__Written instruction__.
Can you retype the records word for word, from the first line through the line containing "pixel 179 208", including both?

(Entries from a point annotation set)
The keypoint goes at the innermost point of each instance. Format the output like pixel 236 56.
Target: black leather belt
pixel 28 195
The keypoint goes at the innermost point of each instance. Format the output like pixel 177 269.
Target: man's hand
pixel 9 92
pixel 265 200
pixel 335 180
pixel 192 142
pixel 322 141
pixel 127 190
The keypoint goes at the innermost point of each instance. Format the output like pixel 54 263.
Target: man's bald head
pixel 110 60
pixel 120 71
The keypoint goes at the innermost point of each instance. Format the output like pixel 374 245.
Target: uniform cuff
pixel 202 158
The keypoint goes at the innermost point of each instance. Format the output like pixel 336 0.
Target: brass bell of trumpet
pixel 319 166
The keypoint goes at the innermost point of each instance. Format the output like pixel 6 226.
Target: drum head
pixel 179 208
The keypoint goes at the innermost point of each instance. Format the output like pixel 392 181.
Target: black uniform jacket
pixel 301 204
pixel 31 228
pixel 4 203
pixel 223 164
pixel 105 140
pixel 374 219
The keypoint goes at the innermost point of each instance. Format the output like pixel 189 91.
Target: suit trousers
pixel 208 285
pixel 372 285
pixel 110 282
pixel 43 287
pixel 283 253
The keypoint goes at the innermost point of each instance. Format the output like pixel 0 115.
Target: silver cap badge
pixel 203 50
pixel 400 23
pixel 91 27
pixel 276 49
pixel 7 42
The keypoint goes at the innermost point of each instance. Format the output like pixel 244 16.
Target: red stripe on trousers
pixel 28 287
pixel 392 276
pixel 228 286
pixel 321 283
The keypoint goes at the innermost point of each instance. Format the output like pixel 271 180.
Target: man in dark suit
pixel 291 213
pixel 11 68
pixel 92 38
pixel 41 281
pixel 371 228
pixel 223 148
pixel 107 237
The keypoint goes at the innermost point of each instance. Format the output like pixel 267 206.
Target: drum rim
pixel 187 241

__Output__.
The keypoint goes at the innermost point of each instance. Format the output like pixel 236 56.
Target: black leather belt
pixel 28 195
The keypoint goes at the innermost point of each instance. Format the output like pixel 177 269.
Target: man's hand
pixel 9 92
pixel 265 200
pixel 335 180
pixel 192 142
pixel 322 141
pixel 127 190
The keypoint goes at the innermost point of each instance. Format the output like pixel 54 263.
Target: man's bald head
pixel 110 60
pixel 120 71
The keypoint goes at the innermost point of each instance. Format the output like pixel 374 245.
Target: uniform cuff
pixel 202 158
The keypoint goes at the innermost point of each instance. Format the output like pixel 336 0.
Target: brass bell of trumpet
pixel 319 166
The keypoint goes at the innermost point of each instance. Format the output like pixel 6 226.
Target: drum head
pixel 179 208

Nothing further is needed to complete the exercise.